PROVIDED MATERIAL –
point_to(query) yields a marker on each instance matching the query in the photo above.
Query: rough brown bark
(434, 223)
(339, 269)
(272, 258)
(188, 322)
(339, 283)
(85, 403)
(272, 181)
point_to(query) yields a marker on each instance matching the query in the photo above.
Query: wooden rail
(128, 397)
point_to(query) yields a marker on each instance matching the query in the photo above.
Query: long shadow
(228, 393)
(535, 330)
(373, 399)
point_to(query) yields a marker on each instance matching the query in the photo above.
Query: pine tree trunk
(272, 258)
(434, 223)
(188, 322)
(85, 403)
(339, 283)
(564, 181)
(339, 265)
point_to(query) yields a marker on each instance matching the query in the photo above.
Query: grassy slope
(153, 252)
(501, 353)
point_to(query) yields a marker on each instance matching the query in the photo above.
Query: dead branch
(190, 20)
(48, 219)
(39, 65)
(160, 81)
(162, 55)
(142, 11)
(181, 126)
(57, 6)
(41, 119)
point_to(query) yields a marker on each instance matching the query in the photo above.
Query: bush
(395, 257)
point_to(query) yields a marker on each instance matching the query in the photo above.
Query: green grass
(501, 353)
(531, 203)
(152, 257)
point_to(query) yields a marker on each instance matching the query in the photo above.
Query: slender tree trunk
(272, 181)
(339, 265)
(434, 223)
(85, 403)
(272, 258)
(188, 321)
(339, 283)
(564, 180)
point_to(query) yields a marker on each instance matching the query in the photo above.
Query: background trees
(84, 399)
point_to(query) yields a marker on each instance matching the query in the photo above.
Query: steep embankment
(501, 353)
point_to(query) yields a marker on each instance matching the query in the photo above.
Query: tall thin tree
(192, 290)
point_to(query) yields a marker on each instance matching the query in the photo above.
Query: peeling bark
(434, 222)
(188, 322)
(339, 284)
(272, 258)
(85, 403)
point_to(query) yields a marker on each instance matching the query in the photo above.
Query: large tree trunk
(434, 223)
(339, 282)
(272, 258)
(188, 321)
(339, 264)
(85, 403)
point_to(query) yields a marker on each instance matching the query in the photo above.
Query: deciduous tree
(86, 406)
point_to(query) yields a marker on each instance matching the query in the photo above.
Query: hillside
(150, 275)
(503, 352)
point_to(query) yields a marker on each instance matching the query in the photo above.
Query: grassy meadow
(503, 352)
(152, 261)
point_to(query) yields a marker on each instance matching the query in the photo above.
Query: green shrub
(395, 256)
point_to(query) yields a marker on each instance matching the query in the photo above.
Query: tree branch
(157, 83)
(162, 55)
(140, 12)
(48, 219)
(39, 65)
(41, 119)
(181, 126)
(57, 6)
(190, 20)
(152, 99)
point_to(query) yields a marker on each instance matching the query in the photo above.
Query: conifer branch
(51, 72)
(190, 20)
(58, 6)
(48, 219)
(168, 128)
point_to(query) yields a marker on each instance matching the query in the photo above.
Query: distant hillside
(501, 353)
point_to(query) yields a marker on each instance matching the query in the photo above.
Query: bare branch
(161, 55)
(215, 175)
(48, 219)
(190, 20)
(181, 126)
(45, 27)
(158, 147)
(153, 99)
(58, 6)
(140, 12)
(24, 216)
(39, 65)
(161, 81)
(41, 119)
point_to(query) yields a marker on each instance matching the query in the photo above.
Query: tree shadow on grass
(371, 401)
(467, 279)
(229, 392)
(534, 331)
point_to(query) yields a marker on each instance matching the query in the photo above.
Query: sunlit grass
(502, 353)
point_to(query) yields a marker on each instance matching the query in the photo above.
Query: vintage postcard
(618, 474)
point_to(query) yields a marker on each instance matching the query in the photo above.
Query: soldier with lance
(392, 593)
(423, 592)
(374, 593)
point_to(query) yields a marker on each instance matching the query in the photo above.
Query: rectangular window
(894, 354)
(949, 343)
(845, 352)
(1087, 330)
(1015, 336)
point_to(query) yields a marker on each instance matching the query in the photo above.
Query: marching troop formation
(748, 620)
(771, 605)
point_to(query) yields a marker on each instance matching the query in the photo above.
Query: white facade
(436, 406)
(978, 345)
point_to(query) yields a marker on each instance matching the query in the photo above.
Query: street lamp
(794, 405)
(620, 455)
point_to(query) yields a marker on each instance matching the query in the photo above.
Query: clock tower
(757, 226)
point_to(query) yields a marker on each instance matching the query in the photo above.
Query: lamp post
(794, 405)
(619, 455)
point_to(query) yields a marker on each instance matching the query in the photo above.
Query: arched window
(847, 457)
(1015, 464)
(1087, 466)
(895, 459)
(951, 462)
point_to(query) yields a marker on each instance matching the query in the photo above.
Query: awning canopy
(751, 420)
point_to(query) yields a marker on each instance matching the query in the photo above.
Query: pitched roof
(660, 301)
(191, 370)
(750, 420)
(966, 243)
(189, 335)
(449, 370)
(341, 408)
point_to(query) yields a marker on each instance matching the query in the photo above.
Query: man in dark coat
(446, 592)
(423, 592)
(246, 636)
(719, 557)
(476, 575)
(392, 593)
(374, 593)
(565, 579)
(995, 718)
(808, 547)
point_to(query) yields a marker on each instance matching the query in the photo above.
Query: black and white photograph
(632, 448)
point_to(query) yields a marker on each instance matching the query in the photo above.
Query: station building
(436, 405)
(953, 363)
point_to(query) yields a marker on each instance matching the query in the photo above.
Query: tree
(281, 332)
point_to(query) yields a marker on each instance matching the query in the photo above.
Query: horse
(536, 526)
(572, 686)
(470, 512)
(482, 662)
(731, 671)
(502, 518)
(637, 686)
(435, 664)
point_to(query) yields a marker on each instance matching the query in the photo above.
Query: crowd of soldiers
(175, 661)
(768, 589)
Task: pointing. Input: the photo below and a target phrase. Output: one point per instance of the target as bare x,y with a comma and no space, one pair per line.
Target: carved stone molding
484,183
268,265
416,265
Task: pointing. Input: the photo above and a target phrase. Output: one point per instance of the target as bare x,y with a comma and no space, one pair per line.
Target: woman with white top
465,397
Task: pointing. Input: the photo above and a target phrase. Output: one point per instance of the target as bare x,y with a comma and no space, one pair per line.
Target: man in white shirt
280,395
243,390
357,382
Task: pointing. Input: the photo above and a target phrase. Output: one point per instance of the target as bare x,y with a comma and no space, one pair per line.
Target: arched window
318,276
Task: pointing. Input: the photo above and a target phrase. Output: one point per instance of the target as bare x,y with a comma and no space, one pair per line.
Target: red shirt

DESCRIPTION OF THE TASK – The records above must be reproduced word for word.

EXERCISE ANSWER –
point_to(query) yields a marker on each instance matching the query in the photo above.
Query: rough brown bark
(434, 223)
(339, 269)
(272, 258)
(188, 322)
(339, 283)
(85, 403)
(272, 181)
point_to(query) yields a marker on each instance matching the query in the photo above.
Query: wooden rail
(128, 397)
point_to(query) yields a marker on each instance matching the query in the photo above.
Query: long shadow
(228, 393)
(535, 330)
(373, 399)
point_to(query) yields a marker on each instance matching the query in the photo above.
Query: pine tree trunk
(272, 258)
(434, 223)
(188, 322)
(85, 403)
(339, 283)
(564, 181)
(339, 265)
point_to(query) yields a marker on each instance matching the query in the photo above.
Query: grassy slope
(153, 252)
(501, 353)
point_to(query) yields a marker on each instance matching the query in the photo above.
Query: dead branch
(190, 20)
(48, 219)
(39, 65)
(160, 81)
(162, 55)
(142, 11)
(181, 126)
(57, 6)
(41, 119)
point_to(query) yields a marker on each instance matching the query in the photo above.
Query: bush
(395, 257)
point_to(query) yields a marker on each instance matching the query in the photo above.
Query: green grass
(501, 353)
(531, 203)
(152, 257)
point_to(query) yields a marker on each instance matching the query in the photo above.
Query: slender tree trunk
(272, 181)
(339, 265)
(434, 223)
(85, 403)
(272, 258)
(188, 321)
(339, 283)
(564, 180)
point_to(query) yields a marker on each instance matching the query in the photo above.
Query: background trees
(84, 399)
point_to(query) yields a marker on each instance matching the query in the photo above.
Query: steep embankment
(501, 353)
point_to(query) yields a marker on each instance matching the query in the photo above.
Query: tall thin tree
(192, 290)
point_to(query) yields a marker on each instance matching the query in the photo above.
Query: peeling bark
(434, 222)
(188, 322)
(339, 284)
(272, 258)
(85, 403)
point_to(query) yields a marker on each instance matching the query in the photo above.
Query: large tree trunk
(434, 223)
(339, 282)
(272, 258)
(188, 321)
(339, 264)
(85, 403)
point_to(query) yields a marker on each instance matching the query in the photo above.
Query: deciduous tree
(86, 406)
point_to(query) yields a marker on each instance matching the query in the photo above.
Query: hillside
(150, 275)
(503, 352)
point_to(query) yields a marker on each instance matching the query in the photo above.
Query: grassy meadow
(503, 352)
(152, 261)
point_to(query) yields a marker on each instance matching the query in the photo above.
Query: green shrub
(395, 256)
point_to(query) yields a marker on each instance matching the query in the photo above.
Query: tree branch
(157, 83)
(162, 55)
(140, 12)
(48, 219)
(39, 65)
(41, 119)
(181, 126)
(57, 6)
(190, 20)
(152, 99)
point_to(query) yields a marker on each instance matching the query in the photo above.
Query: conifer branch
(51, 72)
(190, 20)
(58, 6)
(48, 219)
(168, 128)
point_to(query) yields a marker on each instance matching the query in the photo above.
Query: distant hillside
(501, 353)
point_to(query) yields a marker on each instance matching the query in the photo above.
Query: bare branch
(161, 55)
(215, 175)
(48, 219)
(190, 20)
(181, 126)
(45, 27)
(158, 147)
(153, 99)
(58, 6)
(140, 12)
(24, 216)
(39, 65)
(161, 81)
(41, 119)
point_to(query) yields a marker on each instance matching the query in the photo above.
Query: tree shadow on grass
(371, 401)
(467, 279)
(229, 392)
(534, 331)
point_to(query) yields a marker on each instance matching the query in the photo above.
Query: sunlit grass
(502, 353)
point_to(query) yields a marker on each instance matching the query in the photo above.
Query: vintage postcard
(618, 474)
point_to(query) yields a marker on each instance matching the query in the photo above.
Query: soldier with lance
(392, 593)
(423, 592)
(374, 593)
point_to(query) yields a marker on each instance matching the query in the photo above.
Query: rectangular window
(894, 354)
(949, 343)
(845, 352)
(1087, 330)
(1015, 336)
point_to(query) yields a marker on each instance matching the query in the photo above.
Query: marching troop formation
(748, 620)
(771, 605)
point_to(query) yields a marker on each instance matching the query in the photo above.
Query: white facade
(436, 406)
(978, 345)
point_to(query) yields a marker on each instance matching the query in the photo above.
Query: street lamp
(794, 405)
(620, 455)
point_to(query) yields a marker on each instance matching the query in the photo above.
Query: clock tower
(757, 226)
point_to(query) yields a marker on each instance matching the query in the photo above.
Query: lamp post
(794, 405)
(619, 455)
point_to(query) yields a marker on each instance matching the query in the photo above.
Query: arched window
(847, 457)
(1015, 464)
(1087, 466)
(895, 459)
(951, 462)
point_to(query) yields a marker on each instance matching the query in the photo above.
Query: awning canopy
(751, 420)
point_to(query) yields a marker on each instance matching the query in the photo above.
Query: pitched roof
(660, 301)
(191, 370)
(750, 420)
(966, 243)
(189, 335)
(449, 370)
(341, 408)
point_to(query) yields a marker on each instance matching the query in the photo above.
Query: man in dark coat
(446, 592)
(423, 592)
(246, 636)
(719, 557)
(476, 575)
(392, 593)
(374, 593)
(565, 579)
(995, 718)
(808, 547)
point_to(query) yields a marker on each instance matching the query in the photo above.
Query: black and white photograph
(632, 448)
point_to(query) yields a marker on each instance matching the query in the photo above.
Query: station building
(436, 405)
(953, 363)
point_to(query) yields a marker on each instance matching the query in the photo above.
Query: tree
(281, 332)
point_to(query) yields a marker on each instance matching the query in the photo above.
Query: horse
(536, 526)
(572, 686)
(470, 512)
(482, 662)
(731, 671)
(502, 518)
(637, 686)
(435, 664)
point_to(query) yields a marker on each instance matching the query in the photo above.
Query: crowd of soldiers
(175, 661)
(768, 589)
Task: pointing. Input: the photo below and a target phrase. Output: one point per instance of the target as bare x,y with a comma and no space, one pair per line.
Target: carved stone molding
484,183
268,265
416,265
Task: pointing. Input: the photo above and a target phrase. Output: one point per instance of the target as bare x,y with a comma and no space, one pair per line.
Target: woman with white top
465,397
Task: pointing. Input: the photo above and a target phrase. Output: one point per instance of the target as bare x,y with a comma and no space, one pair per line.
Target: man in white shirt
280,395
243,390
357,382
Task: pointing. Input: the photo above and a target phrase. Output: one point per instance of the target as bare x,y with a comma and no space, one pair per line.
Target: arched window
318,276
Task: pointing. Input: the photo above and a target phrase. Output: one point per instance of the target as bare x,y with a comma and no space, one pair per line.
Target: red shirt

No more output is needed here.